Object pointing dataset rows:
========
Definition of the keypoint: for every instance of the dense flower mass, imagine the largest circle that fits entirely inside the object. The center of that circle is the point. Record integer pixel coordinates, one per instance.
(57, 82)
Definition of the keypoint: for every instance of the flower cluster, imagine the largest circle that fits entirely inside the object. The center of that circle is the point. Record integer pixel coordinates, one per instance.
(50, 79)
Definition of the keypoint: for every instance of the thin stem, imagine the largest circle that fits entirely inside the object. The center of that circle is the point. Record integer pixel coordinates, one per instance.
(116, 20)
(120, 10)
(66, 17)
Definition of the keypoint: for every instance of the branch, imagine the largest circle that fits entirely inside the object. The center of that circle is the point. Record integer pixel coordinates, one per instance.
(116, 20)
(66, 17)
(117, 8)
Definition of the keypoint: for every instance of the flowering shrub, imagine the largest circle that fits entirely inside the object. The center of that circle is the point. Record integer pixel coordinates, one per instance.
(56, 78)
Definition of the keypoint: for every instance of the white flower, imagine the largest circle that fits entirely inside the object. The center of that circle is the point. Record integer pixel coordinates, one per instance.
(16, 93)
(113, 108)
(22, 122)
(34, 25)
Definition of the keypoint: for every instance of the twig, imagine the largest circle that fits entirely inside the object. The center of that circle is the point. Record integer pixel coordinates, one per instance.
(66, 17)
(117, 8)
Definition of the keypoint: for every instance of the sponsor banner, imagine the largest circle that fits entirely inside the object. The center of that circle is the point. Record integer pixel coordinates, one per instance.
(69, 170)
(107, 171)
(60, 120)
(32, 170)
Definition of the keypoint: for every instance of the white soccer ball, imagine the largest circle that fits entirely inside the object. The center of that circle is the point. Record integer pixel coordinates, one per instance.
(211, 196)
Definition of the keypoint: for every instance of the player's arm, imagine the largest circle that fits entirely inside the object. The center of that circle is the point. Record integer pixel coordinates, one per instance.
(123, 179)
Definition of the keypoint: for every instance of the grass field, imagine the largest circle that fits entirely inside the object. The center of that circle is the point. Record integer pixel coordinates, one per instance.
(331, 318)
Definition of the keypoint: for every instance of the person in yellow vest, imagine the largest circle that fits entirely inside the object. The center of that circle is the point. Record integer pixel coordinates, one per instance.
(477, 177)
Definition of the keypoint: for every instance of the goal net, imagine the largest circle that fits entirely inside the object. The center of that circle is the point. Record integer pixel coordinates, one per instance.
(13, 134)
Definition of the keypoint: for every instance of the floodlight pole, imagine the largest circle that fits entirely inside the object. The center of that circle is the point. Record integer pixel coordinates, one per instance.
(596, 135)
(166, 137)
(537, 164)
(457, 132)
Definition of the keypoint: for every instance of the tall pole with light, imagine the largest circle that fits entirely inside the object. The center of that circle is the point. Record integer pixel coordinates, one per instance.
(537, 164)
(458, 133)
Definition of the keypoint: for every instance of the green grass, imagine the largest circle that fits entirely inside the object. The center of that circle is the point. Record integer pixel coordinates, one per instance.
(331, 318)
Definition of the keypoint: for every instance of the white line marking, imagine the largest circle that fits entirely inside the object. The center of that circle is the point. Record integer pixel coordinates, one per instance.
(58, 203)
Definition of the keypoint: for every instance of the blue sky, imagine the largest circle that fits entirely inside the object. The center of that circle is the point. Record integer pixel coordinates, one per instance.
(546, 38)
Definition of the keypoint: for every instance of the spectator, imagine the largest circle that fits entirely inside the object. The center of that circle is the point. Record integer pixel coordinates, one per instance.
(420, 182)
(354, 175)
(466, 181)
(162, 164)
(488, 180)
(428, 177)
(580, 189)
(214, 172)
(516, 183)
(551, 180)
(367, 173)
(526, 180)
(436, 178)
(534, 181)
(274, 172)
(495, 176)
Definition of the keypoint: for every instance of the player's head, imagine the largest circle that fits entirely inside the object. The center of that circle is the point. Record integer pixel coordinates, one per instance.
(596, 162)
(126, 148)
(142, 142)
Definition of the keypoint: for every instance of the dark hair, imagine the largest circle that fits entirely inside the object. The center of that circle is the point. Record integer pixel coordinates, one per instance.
========
__Written instruction__. Look above for the line containing "Definition of the keypoint: for every instance of the floodlight"; copy from it through the last line, exactly, and nothing more.

__Correct response__.
Definition of the keypoint: for every instance of the floodlight pole, imagine the largest circle that fits entirely inside the object. The center of that circle is the point. Record integer pixel coordinates, one per instance.
(596, 135)
(166, 137)
(537, 164)
(457, 132)
Definition of the keypoint: for every instance of the tall pole with light, imagine the largest circle that fits entirely inside the object. The center of that circle is the point. Record integer pixel coordinates, one per instance.
(537, 164)
(458, 133)
Definition of the keypoint: for every instance of the green grass, imagine the largest circle that fits entirely inside the object. The center of that circle is the point. Record integer pixel coordinates, one per instance.
(331, 318)
Definition of the keypoint: for every instance of the white line marking, imagine the largest circle that fits entirely inside the object. The center of that circle is the point. Record integer pixel coordinates, one per instance.
(58, 203)
Definition of the keypoint: for every instance of the blue sky, imagine the largest circle that fits entirely inside the object. The center of that circle is the point. Record integer pixel coordinates, one per instance.
(546, 38)
Definition of the keypoint: for every instance of the spectator, imagine the largest circle that fits entirely inside the object. The center of that circle is the point. Record integer pixel coordinates, one per instance.
(420, 182)
(354, 175)
(466, 181)
(162, 164)
(488, 180)
(428, 177)
(580, 189)
(214, 172)
(516, 183)
(551, 180)
(367, 173)
(526, 180)
(436, 178)
(534, 181)
(274, 172)
(495, 176)
Definition of the keypoint: for every instance of the player's head, imagine the largest circle that fits entirely inside the object. The center of that circle is the point. Record integer pixel coordinates, one per instance.
(596, 162)
(126, 148)
(142, 142)
Definition of the keypoint: for every instance of the dark hair, imagine the largest circle that fits entirely inside the object. The center of that circle is the point. Record integer pixel coordinates, one per instance.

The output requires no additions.